What you will do
[1] Check each statement against the thread on parameter URLs below, and answer yes or no, quoting the deciding words: (a) the poster has about 1.4k indexed URLs; (b) the reply says robots.txt is mainly for controlling indexing; (c) the reply says the recommended feature lets you specify which URLs should not be indexed.
[2] Carry on the thread on parameter URLs below from the point where it stops.

Source
-
Dear Team,
I have 10K Not indexed URL and 1.4k Index URL almost in 10k I have parameters URL which I don’t want google to crawl.
Ex. https://example.com/category/stock_status=out_of_stock%2Cin_stock&view_mode=grid&et_columns-count=5
?stock_status, ?add_to_cart, such many parameters are getting index. I have blocked them with robots.txt but still in search console pages are getting added because of blocked by robots.txt error messages.
Could you please assist me stop them getting crawled
-
Hello,
Thank you for reaching out to us with your concern about stopping specific parameters from being crawled by Google. To prevent certain parameters from being indexed by Google, you should not rely solely on the robots.txt file. The robots.txt file is primarily used to control crawling access, not indexing.
To address this issue effectively, you should use the "No Index Robots Meta" feature provided by Rank Math. This feature allows you to specify which URLs should not be indexed by search engines, including those with specific parameters like the ones you mentioned (?stock_status, ?add_to_cart, etc.).
Here’s how you can prevent these URLs from being indexed:
-
Identify the URLs with Parameters: First, identify the URLs with parameters that you don’t want Google to index.

Recorded information
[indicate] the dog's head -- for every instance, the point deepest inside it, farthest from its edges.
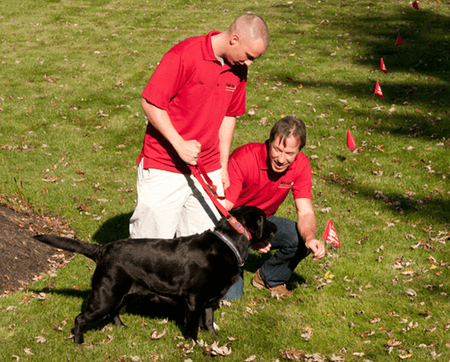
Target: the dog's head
(255, 221)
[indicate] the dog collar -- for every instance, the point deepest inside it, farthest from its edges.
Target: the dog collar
(232, 247)
(238, 226)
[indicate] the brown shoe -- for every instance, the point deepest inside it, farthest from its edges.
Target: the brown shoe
(279, 291)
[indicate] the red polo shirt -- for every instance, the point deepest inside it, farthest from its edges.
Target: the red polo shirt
(197, 92)
(253, 183)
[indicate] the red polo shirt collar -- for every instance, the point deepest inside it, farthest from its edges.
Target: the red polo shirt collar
(207, 50)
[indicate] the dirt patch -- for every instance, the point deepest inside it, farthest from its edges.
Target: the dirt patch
(23, 259)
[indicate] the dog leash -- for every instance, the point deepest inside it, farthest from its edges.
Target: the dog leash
(198, 171)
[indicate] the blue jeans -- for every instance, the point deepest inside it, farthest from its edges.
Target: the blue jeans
(278, 269)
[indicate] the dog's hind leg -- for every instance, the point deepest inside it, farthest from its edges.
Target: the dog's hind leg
(121, 308)
(208, 320)
(193, 314)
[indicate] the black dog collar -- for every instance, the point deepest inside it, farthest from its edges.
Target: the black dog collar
(232, 247)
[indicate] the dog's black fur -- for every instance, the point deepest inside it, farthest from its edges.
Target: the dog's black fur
(197, 270)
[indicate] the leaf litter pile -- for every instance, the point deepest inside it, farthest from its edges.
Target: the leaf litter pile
(23, 259)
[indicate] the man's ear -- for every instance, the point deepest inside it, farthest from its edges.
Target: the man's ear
(234, 39)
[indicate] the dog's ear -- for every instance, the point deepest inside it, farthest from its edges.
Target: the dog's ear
(260, 224)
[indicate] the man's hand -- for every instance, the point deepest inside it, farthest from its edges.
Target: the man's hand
(225, 179)
(317, 248)
(189, 151)
(262, 247)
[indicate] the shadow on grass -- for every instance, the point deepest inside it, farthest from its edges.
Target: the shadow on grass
(148, 307)
(115, 228)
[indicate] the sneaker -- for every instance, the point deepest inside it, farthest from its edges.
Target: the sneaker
(279, 291)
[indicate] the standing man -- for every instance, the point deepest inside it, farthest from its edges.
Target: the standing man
(191, 103)
(262, 174)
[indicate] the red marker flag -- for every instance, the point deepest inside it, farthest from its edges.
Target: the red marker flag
(351, 143)
(378, 90)
(382, 66)
(399, 40)
(331, 235)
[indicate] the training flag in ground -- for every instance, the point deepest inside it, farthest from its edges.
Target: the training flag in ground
(378, 90)
(351, 143)
(331, 235)
(399, 40)
(382, 66)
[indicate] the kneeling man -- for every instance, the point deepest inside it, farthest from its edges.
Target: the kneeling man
(262, 174)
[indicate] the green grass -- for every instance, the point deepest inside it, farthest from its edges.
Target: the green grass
(62, 62)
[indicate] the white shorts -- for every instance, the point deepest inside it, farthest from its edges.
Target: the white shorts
(172, 204)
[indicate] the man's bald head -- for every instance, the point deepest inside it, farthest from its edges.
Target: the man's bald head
(250, 27)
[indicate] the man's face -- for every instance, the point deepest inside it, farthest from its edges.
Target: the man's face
(283, 154)
(245, 52)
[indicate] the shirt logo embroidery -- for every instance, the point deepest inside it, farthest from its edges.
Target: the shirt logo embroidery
(286, 185)
(230, 87)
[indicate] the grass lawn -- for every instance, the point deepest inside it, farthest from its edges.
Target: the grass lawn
(71, 127)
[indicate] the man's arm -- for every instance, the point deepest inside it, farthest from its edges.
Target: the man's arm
(306, 225)
(226, 136)
(189, 150)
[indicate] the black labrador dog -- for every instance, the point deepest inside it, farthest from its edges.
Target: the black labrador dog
(196, 270)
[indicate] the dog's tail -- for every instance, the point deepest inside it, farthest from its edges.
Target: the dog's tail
(92, 251)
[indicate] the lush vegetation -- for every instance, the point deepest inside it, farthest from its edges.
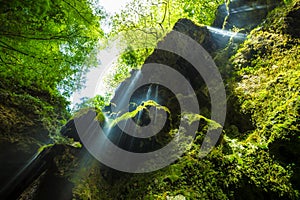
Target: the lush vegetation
(43, 49)
(47, 46)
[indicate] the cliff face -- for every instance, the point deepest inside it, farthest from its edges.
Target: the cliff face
(258, 155)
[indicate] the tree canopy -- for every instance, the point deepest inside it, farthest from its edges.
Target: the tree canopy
(44, 43)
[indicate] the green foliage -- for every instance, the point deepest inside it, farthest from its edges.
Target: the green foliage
(44, 46)
(266, 84)
(143, 23)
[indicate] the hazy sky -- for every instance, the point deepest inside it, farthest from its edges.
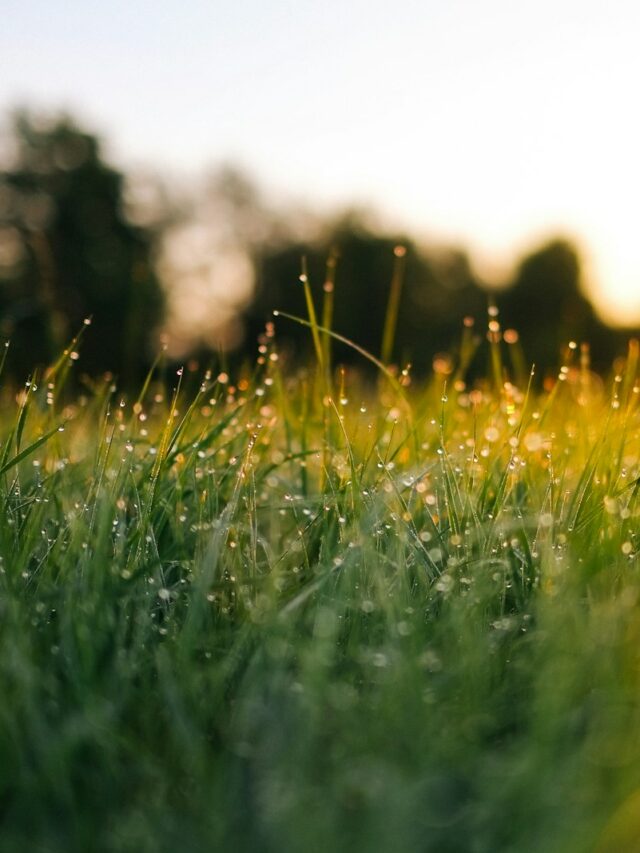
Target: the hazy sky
(494, 122)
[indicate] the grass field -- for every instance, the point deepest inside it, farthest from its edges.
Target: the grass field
(300, 611)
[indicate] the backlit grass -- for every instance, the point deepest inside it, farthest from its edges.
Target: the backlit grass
(291, 610)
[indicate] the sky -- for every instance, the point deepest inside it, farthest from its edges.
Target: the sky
(491, 123)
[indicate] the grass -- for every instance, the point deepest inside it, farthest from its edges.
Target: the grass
(303, 613)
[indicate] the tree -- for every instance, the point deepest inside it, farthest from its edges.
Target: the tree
(68, 251)
(437, 291)
(547, 307)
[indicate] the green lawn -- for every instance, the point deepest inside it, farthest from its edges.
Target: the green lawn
(312, 613)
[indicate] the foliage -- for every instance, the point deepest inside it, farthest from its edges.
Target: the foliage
(68, 252)
(297, 614)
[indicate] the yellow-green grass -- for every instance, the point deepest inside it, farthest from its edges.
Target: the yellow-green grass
(298, 611)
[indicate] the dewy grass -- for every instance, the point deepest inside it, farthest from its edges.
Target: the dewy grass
(249, 617)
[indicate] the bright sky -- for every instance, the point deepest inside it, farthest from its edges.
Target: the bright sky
(493, 122)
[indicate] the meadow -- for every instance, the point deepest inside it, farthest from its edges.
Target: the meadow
(301, 609)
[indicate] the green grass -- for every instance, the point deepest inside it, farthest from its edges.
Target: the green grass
(307, 614)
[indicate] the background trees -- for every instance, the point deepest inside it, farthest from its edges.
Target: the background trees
(68, 251)
(210, 261)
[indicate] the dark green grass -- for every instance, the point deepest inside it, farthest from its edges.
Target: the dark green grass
(298, 615)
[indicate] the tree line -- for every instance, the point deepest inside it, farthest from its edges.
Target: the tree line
(74, 245)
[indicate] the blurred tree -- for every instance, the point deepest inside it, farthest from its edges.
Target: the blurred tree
(67, 251)
(437, 292)
(547, 307)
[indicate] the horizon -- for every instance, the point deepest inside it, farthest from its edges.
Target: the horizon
(490, 127)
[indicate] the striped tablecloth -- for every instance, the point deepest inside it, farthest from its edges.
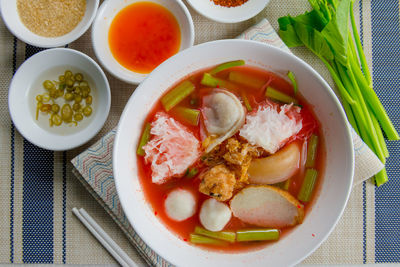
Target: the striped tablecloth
(38, 189)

Answer list
[1] (a) Yes: "1.4k Index URL". (b) No: "The robots.txt file is primarily used to control crawling access, not indexing." (c) Yes: "This feature allows you to specify which URLs should not be indexed by search engines".

[2]
-
Add No Index Robots Meta: In your WordPress admin area, navigate to Rank Math SEO → General Settings → Edit robots.txt. If you don’t see this option, ensure you are using the Advanced Mode in Rank Math.
-
Use No Index Robots Meta: Instead of blocking these URLs in robots.txt, add a No Index Robots Meta tag to these specific URLs using Rank Math. This will instruct search engines not to index these pages.
If you need further assistance or detailed instructions on how to implement the No Index Robots Meta using Rank Math, please let us know. You can also provide specific URLs with parameters that need to be excluded from indexing for more tailored guidance.
We are here to help you with any additional questions or concerns you may have.
Thank you for your understanding and cooperation.
Sources:
How to Fix the "Indexed, though blocked by robots.txt" Error » Rank Math
Common robots.txt Issues & How to Fix Them » Rank Math
How to Fix ‘Blocked by robots.txt’ Error in Google Search Console » Rank MathAs it mentioned in rank math blog (Preventing a page from being crawled ≠ Preventing a page from being indexed)
I don’t want google to crawl my parameters URL, I already have no index for my parameters URL.
Hello,
If Google has already indexed the page – which it has – the rule in the robots.txt file will not remove the page from Google, you will have to use the Google Removal tool to remove the URL from Google’s index.
Then you can use the following filter on your website to set the pages to
noindexso that Google doesn’t index them on SERPs:add_filter( 'rank_math/frontend/robots', function( $robots ) { $url = home_url( $_SERVER['REQUEST_URI'] ); // Check if the URL contains either 'stock_status' or 'add_to_cart' query parameters if ( strpos($url, '?stock_status=') !== false || strpos($url, '?add_to_cart') !== false ) { $robots["index"] = 'noindex'; $robots["follow"] = 'nofollow'; } return $robots; });Here’s how you can add filter/hook to your WordPress site: https://rankmath.com/kb/wordpress-hooks-actions-filters/
Hope that helps and please don’t hesitate to let us know if you have any other questions.
Thank you for choosing Rank Math!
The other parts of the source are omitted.